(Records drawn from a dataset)
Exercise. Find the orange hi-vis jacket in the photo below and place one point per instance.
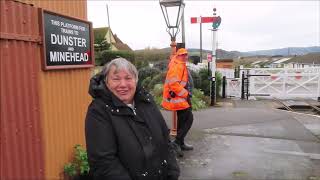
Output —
(176, 81)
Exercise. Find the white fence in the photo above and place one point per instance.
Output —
(281, 83)
(285, 83)
(233, 88)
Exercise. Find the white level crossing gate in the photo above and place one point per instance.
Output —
(281, 83)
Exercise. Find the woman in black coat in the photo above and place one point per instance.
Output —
(126, 135)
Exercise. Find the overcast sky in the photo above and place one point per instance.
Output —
(245, 26)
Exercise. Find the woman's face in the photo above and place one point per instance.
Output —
(122, 84)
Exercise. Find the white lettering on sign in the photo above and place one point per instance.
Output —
(67, 40)
(68, 56)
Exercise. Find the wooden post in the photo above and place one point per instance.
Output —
(173, 130)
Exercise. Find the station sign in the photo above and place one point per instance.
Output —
(67, 41)
(209, 57)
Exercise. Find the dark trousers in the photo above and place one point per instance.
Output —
(185, 119)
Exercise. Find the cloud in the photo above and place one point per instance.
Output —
(246, 25)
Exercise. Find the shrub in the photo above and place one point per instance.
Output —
(79, 165)
(145, 73)
(161, 65)
(199, 100)
(108, 55)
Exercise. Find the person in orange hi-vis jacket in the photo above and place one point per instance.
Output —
(177, 95)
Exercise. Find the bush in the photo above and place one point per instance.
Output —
(79, 165)
(199, 100)
(141, 64)
(147, 72)
(159, 78)
(108, 55)
(161, 65)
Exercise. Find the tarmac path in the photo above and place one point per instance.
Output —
(251, 140)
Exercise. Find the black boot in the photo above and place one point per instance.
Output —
(177, 149)
(186, 147)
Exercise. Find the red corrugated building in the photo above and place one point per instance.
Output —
(42, 112)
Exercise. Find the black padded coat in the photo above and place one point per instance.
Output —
(124, 143)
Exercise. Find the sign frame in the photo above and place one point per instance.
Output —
(43, 57)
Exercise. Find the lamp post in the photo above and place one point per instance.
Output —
(172, 11)
(215, 24)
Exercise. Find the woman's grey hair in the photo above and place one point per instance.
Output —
(120, 64)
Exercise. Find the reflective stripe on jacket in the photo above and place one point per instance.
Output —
(176, 81)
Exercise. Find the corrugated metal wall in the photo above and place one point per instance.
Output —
(22, 150)
(62, 97)
(75, 8)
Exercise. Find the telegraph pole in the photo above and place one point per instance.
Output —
(214, 29)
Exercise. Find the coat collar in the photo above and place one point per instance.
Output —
(117, 107)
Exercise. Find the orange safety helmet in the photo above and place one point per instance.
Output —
(182, 51)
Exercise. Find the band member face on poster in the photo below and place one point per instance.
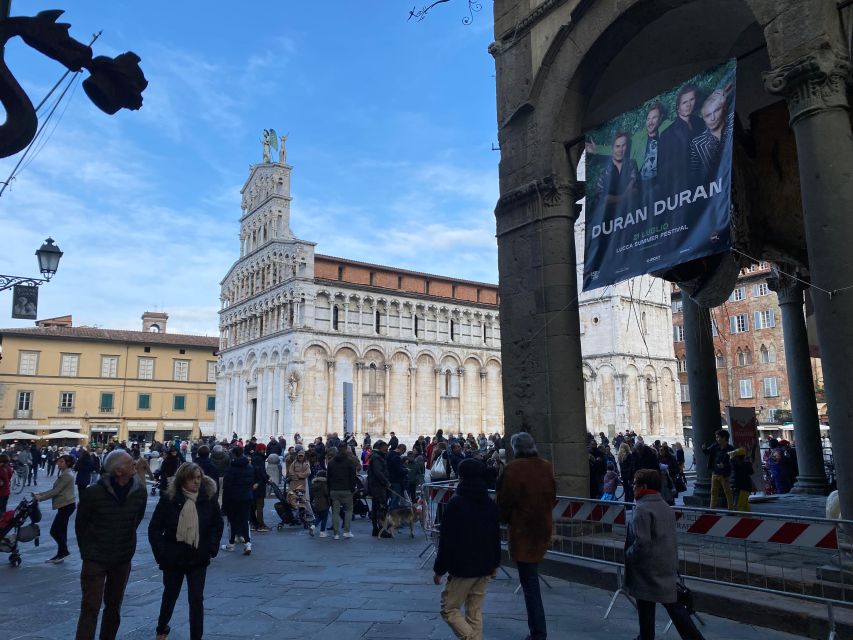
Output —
(714, 113)
(653, 118)
(686, 103)
(620, 148)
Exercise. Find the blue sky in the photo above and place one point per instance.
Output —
(391, 125)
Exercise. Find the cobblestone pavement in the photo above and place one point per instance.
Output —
(295, 586)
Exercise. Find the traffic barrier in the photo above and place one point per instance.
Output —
(800, 557)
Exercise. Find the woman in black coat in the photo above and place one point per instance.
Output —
(184, 534)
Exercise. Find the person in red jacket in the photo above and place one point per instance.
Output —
(5, 482)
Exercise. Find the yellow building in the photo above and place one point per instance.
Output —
(106, 383)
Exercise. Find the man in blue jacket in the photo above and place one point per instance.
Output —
(469, 551)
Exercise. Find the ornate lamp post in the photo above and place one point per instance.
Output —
(48, 256)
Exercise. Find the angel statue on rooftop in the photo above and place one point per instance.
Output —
(282, 152)
(270, 140)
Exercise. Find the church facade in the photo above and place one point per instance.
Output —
(313, 344)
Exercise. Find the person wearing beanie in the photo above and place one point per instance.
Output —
(469, 551)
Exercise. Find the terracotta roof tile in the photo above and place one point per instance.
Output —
(115, 335)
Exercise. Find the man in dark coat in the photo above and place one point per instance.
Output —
(378, 485)
(107, 517)
(237, 499)
(469, 550)
(651, 559)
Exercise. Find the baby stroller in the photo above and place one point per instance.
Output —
(359, 500)
(285, 509)
(14, 529)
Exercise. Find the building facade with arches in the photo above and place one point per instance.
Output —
(314, 344)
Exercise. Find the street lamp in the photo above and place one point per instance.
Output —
(48, 256)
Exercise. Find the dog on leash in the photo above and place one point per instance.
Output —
(396, 518)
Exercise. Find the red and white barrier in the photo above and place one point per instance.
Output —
(568, 509)
(798, 534)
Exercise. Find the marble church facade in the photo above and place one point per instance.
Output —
(312, 344)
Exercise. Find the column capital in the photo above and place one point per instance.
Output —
(813, 83)
(788, 290)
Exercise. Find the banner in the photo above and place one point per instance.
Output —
(743, 427)
(25, 302)
(658, 181)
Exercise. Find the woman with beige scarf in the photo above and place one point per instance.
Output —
(184, 534)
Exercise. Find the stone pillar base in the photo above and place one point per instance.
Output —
(810, 485)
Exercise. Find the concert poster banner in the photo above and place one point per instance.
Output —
(658, 181)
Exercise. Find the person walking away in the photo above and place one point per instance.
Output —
(237, 499)
(469, 551)
(378, 485)
(107, 518)
(84, 467)
(184, 533)
(611, 481)
(273, 471)
(322, 504)
(651, 559)
(526, 494)
(342, 483)
(62, 501)
(5, 482)
(720, 466)
(741, 478)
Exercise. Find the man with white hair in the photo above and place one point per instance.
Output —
(109, 513)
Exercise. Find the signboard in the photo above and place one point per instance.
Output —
(24, 302)
(658, 181)
(348, 415)
(743, 427)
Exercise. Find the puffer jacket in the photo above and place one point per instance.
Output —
(238, 481)
(163, 528)
(106, 528)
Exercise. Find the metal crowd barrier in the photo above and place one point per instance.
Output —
(806, 558)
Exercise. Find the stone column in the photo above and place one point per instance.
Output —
(816, 90)
(704, 398)
(413, 378)
(330, 394)
(460, 372)
(540, 325)
(811, 478)
(356, 391)
(387, 397)
(483, 389)
(438, 424)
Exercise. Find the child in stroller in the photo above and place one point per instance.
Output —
(14, 529)
(293, 510)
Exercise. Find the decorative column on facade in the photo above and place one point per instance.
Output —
(816, 87)
(704, 396)
(387, 396)
(438, 424)
(413, 378)
(330, 394)
(811, 478)
(356, 391)
(460, 372)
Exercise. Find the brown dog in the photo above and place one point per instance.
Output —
(395, 519)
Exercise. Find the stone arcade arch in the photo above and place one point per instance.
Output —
(563, 66)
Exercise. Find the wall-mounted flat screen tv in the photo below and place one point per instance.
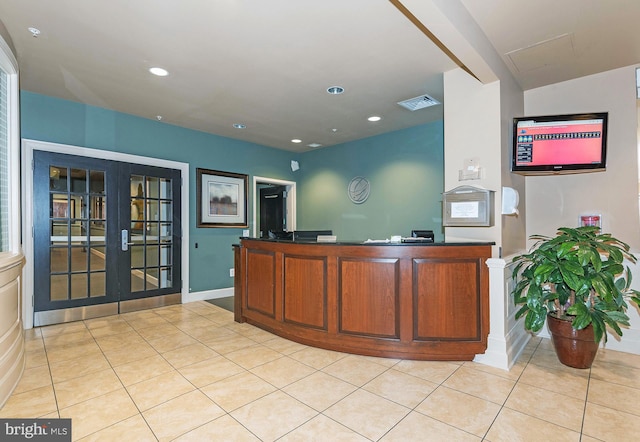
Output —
(559, 144)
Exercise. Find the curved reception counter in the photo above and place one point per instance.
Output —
(408, 301)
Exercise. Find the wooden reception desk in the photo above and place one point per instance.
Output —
(409, 301)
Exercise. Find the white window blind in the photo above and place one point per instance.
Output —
(4, 162)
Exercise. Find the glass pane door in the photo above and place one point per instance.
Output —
(153, 231)
(104, 232)
(71, 232)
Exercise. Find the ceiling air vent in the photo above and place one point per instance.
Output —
(418, 102)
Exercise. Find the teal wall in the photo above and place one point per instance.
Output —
(59, 121)
(406, 173)
(405, 169)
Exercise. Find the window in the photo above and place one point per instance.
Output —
(9, 151)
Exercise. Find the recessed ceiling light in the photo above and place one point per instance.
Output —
(159, 71)
(335, 90)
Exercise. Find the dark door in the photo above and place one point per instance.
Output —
(273, 210)
(104, 232)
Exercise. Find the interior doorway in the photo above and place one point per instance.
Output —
(269, 186)
(146, 271)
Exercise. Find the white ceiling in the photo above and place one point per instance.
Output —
(267, 63)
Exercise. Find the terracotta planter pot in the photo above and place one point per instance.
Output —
(574, 348)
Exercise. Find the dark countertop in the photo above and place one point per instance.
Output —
(375, 242)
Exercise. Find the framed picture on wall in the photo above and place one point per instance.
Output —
(221, 198)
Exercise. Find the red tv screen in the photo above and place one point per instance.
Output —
(559, 143)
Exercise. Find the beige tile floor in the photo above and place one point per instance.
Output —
(189, 373)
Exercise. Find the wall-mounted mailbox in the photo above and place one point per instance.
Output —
(468, 206)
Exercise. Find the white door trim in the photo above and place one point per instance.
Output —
(28, 146)
(291, 200)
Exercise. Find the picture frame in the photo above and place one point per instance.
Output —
(221, 198)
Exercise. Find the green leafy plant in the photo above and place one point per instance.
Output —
(578, 275)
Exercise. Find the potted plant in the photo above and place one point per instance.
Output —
(576, 280)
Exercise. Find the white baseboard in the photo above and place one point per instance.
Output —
(504, 352)
(207, 294)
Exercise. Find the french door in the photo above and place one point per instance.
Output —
(107, 237)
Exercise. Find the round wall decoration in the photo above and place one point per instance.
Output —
(359, 189)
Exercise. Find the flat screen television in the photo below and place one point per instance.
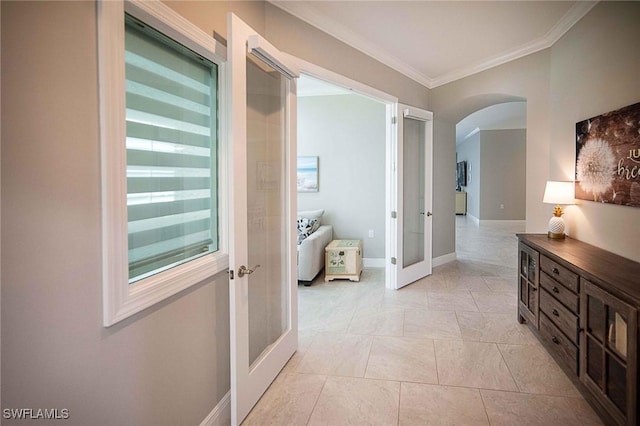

**Directions for this task**
Using the entries, return every line where the word "picture" can be found.

**Task output**
Exercise. Find the framed picture on wall in the photo above and place one point per instance.
Exercise. Find the picture frame in the photo above and place one point per instance.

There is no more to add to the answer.